## Task goal
Copy the listing below verbatim, starting at the line that contains "Target: framed photographic print" and running through the end of the listing, with both ends included and nothing else.

-- START Supplied records --

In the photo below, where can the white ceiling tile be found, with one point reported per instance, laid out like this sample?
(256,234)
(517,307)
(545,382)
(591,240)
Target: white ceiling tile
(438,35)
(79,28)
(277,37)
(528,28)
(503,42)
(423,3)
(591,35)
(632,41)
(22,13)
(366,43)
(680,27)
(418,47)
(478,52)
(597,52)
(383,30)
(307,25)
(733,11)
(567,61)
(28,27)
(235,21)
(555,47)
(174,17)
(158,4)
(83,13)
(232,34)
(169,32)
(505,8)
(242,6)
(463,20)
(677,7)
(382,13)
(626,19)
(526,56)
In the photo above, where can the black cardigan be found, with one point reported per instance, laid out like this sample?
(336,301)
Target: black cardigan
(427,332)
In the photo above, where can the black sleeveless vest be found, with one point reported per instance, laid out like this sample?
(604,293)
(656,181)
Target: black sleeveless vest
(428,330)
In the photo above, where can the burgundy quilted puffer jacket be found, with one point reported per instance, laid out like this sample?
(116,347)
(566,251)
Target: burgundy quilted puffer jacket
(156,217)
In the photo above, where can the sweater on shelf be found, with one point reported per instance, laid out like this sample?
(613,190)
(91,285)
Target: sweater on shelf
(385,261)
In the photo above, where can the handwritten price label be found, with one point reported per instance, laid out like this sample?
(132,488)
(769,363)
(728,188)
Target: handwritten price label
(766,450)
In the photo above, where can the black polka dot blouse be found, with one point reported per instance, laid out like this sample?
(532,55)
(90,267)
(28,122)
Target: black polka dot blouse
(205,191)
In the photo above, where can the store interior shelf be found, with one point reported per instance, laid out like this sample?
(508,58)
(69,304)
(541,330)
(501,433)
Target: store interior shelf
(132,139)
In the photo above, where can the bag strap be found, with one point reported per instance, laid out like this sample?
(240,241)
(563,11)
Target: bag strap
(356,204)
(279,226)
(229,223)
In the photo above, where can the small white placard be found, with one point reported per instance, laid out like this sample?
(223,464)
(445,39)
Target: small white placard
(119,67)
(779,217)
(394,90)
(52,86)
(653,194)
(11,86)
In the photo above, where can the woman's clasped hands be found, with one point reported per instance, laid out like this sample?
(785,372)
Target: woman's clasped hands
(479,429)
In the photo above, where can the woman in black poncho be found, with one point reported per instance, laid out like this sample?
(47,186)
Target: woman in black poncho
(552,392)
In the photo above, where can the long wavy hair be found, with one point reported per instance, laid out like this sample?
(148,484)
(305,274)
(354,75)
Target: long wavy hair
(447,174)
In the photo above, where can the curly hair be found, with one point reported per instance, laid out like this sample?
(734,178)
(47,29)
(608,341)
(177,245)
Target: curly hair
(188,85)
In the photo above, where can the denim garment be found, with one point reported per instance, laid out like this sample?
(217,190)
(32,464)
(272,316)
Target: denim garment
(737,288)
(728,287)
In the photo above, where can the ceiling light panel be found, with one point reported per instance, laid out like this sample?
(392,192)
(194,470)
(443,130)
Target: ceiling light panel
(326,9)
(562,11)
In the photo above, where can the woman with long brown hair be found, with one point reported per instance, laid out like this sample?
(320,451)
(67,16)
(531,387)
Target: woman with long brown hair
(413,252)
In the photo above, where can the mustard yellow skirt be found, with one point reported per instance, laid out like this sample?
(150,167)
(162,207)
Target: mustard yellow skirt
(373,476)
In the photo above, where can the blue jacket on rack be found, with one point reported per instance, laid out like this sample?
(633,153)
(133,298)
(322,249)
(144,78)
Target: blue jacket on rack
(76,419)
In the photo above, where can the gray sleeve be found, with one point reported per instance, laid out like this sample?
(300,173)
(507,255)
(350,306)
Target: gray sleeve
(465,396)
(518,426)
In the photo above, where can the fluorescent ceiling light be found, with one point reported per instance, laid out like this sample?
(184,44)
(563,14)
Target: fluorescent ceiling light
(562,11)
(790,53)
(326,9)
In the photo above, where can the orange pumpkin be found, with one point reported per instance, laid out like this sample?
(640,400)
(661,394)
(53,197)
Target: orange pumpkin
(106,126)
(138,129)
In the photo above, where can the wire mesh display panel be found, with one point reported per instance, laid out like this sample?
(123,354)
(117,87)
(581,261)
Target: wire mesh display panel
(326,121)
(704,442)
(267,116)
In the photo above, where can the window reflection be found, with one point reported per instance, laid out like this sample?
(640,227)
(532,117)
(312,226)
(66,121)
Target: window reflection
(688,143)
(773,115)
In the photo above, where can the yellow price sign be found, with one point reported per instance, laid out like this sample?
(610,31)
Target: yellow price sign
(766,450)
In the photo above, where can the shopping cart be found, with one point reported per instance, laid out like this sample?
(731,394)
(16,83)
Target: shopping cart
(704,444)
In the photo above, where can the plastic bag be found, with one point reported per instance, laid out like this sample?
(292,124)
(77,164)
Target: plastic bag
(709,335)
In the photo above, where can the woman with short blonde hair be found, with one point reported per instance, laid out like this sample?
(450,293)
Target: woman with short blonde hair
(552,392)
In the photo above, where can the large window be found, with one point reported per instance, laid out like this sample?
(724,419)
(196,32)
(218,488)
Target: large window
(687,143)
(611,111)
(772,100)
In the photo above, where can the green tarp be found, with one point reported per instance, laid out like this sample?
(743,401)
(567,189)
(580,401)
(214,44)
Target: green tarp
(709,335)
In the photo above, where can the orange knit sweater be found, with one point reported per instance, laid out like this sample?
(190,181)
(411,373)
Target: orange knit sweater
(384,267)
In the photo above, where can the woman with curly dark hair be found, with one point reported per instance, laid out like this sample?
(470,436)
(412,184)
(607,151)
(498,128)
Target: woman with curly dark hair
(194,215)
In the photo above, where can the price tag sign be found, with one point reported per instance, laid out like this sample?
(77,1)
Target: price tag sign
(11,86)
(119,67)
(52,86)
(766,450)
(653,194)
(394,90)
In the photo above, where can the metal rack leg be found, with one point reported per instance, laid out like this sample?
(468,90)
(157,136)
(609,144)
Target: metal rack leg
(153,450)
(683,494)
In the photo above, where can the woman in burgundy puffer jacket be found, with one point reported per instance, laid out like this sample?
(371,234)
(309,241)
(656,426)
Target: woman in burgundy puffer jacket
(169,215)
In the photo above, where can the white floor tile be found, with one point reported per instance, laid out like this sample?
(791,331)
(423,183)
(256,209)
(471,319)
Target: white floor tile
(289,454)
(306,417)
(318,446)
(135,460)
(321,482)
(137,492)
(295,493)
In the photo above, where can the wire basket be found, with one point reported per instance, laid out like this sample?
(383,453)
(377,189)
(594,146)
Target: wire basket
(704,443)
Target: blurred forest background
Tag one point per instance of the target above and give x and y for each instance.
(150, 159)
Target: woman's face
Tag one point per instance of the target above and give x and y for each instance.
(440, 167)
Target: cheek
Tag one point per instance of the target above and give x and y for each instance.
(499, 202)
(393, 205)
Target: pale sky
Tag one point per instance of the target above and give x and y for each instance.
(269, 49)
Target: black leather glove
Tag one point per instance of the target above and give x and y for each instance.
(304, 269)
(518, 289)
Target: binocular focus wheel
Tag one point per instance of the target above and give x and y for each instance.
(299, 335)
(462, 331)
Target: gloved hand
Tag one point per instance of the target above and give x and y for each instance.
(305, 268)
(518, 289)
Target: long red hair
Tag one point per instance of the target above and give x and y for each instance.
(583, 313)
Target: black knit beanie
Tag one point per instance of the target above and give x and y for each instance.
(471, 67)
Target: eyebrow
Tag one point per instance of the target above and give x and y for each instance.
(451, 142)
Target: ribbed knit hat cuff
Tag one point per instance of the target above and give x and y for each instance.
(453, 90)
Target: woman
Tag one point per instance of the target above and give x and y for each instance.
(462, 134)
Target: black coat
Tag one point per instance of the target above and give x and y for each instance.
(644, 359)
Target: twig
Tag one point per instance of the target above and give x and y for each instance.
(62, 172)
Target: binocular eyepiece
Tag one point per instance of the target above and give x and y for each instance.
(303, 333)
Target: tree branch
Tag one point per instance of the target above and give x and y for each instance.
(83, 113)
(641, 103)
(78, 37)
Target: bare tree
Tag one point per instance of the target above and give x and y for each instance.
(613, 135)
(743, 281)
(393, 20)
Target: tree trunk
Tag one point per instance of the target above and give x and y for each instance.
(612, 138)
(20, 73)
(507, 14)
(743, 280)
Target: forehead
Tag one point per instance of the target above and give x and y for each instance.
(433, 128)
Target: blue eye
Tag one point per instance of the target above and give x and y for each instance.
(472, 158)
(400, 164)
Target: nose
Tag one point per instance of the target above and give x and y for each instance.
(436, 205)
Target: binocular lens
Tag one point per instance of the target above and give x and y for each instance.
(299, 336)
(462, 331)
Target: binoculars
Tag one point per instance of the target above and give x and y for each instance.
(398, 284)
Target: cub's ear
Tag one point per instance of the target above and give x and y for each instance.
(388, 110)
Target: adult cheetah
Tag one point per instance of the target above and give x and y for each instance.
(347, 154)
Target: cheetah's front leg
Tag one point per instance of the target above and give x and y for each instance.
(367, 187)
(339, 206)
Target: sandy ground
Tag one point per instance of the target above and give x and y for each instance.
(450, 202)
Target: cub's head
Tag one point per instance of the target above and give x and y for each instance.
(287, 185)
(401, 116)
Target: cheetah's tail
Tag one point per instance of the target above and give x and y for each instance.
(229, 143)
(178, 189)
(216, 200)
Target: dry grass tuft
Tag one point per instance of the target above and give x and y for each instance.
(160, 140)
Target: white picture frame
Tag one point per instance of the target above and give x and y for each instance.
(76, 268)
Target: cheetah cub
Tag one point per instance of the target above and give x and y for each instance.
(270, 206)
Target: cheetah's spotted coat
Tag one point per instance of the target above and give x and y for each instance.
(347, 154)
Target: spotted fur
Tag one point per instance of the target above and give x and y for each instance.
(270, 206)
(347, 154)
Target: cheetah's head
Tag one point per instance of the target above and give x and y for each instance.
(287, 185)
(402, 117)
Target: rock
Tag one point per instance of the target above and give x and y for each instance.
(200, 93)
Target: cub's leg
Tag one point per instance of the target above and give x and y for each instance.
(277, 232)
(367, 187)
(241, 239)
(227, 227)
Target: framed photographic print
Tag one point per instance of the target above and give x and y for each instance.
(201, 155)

-- END Supplied records --

## Result of this task
Target: framed photographic print
Tag one point per instance of the target above and give x and y for each instance.
(201, 155)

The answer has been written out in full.